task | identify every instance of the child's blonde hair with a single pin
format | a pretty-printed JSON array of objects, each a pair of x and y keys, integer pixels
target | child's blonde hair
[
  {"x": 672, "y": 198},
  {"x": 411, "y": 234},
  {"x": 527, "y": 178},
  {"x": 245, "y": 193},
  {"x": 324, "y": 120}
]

# # # #

WHAT TO PRODUCE - Reproduce every line of the records above, character for character, with no changes.

RESPONSE TO THE EXERCISE -
task | identify every instance of the child's blonde hair with a single pin
format | a pretty-printed JSON array of objects, each a pair of x and y keys, integer pixels
target | child's blonde hair
[
  {"x": 672, "y": 198},
  {"x": 411, "y": 234},
  {"x": 527, "y": 178},
  {"x": 245, "y": 193},
  {"x": 324, "y": 120}
]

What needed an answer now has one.